:: INFORMATION PROVIDED ::

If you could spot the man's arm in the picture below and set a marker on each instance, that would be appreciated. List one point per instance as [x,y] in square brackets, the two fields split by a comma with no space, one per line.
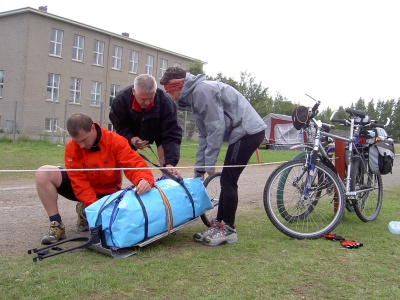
[171,132]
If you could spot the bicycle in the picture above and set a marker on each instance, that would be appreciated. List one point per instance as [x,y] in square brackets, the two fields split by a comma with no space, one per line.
[306,198]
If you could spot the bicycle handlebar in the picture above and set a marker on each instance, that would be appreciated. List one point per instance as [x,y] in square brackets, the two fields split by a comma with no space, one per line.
[375,125]
[341,121]
[357,113]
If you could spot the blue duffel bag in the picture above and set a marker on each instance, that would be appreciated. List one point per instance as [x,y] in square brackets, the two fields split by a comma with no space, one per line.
[127,218]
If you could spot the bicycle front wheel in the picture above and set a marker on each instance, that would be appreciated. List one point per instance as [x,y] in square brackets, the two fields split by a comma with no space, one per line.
[368,199]
[303,205]
[213,187]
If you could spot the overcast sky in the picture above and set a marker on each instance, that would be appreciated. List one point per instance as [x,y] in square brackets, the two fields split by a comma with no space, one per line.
[335,51]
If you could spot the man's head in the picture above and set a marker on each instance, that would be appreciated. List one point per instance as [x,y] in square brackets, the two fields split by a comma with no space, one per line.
[144,90]
[82,130]
[172,80]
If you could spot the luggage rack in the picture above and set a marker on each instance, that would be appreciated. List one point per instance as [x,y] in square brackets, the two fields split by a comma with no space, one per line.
[95,241]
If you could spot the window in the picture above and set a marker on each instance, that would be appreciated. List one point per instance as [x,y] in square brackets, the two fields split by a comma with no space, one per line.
[56,42]
[95,94]
[1,83]
[114,89]
[148,69]
[75,90]
[163,66]
[98,52]
[51,124]
[133,61]
[77,48]
[53,87]
[117,58]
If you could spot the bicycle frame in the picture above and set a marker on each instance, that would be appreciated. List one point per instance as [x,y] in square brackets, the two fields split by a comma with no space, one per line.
[318,149]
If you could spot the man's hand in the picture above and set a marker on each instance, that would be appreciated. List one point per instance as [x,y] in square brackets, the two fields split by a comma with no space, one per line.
[174,171]
[143,187]
[139,143]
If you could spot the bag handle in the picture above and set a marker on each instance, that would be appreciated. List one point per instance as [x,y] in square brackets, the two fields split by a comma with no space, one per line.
[168,211]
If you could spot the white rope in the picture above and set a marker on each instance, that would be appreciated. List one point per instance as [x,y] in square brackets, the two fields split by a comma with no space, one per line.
[144,168]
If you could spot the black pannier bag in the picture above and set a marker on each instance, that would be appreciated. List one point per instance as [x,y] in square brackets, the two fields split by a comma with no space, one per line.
[300,116]
[381,157]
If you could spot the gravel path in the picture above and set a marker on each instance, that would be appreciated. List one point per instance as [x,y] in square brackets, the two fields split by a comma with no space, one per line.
[23,220]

:::

SET TASK:
Please render all of the data above as a two-column CSV headed input and output, one row per item, with each field quoted and its line breaks replaced by spaces. Leave the pictures out.

TASK ANSWER:
input,output
"If you could spot the man's arm in the picture below and set a marker on each instance, that would be appreciated. List one point per instance as [x,y] in square brackets, the two fields split by a comma with no space, one per line.","[171,132]"
"If you could spot the bicycle in the picture above and set a marker on each instance, that would be appreciated. List one point per instance as [x,y] in square brackets, the two fields split by a comma with no space, one per line.","[306,198]"
"If you could spot the bicycle handlebar in the picture above and set a marker on each instance, that would be appreciated. List one point per instance as [x,y] in square brackets, the two fields split by a comma with no space, one per line.","[375,125] [341,121] [357,113]"
"If you could spot the blue duffel bag in the picture above and set a marker on each instance, that would be appreciated. List one point per instance as [x,y] in square brackets, the two fields split by a comma with no space, one per line.","[127,218]"
"If you could spot the bicycle front wheel in the picture above and set a marker on each instance, that would be appreciated. List one point per instance as [x,y] in square brackets, the two fields split by a comma with no space, one per line.","[368,199] [303,205] [213,187]"
"If you could spot the overcast sky in the picture above and set a marker on each instance, that would be appreciated. List one point per instance as [x,y] in square brackets, the two fields split by a comma with no space, one per line.","[335,51]"
"If you could spot the man's head in the picture above and set a marker on each instance, that would be appreciated. List one point per instance as [x,y] in square brackets, the two fields split by a comma with no space, one per line.","[144,90] [82,130] [172,80]"
"If you could spot the luggage rack in the picture above and set a marker on each instance, that would be appreciated. List one point per instance as [x,y] in square brackets, the two fields split by a comma with no space, one per line.","[95,241]"
"If you could spot the window in the picture above and set a marker on each instance, that would be appreciated. List one point per instance as [x,y] in square brackets, the two fields split by a comma with no space, one per line.","[56,42] [95,94] [1,83] [114,89] [148,69] [75,90] [163,66] [98,52] [51,124] [133,61] [77,48] [53,87] [117,58]"
"If you could spot the bicycle frame in the picture above and set a marker on each instance, that would be appreciated. List one point per instance as [x,y] in square brackets, the two fields split by a comma with no space, one per line.","[318,149]"
"If you could spot the man's hand in the picture above and set a marker on each instance, that would be appreciated. List one point per instance as [x,y] in square brackets, the two fields split by a comma with no space, one per line.","[174,171] [143,187] [139,143]"
"If you could spot the bag handle in the picture above and set a marker on each instance, that would be appreciated. List one point per instance as [x,y] in square brackets, the two fields split by a comma with no space, one per line.","[168,211]"
"If you could spot the white rope in the picture above and set a marker on each instance, that would be appreciated. List one point per instance as [x,y] in square brackets, the two fields split by a comma with no space, one per line.","[144,168]"
"If you could spot the black pannier bag in the picture above and set a marker on each instance, that would be appreciated. List one point per instance as [x,y] in square brackets, the two fields split by a comma with no space, one per line.","[300,116] [381,157]"
"If you could spot the gravel path in the picture above and set a marker on each instance, that would be appreciated. List one point per instance as [x,y] in square brackets, the two fields split by a comma with no space, one per line.","[23,220]"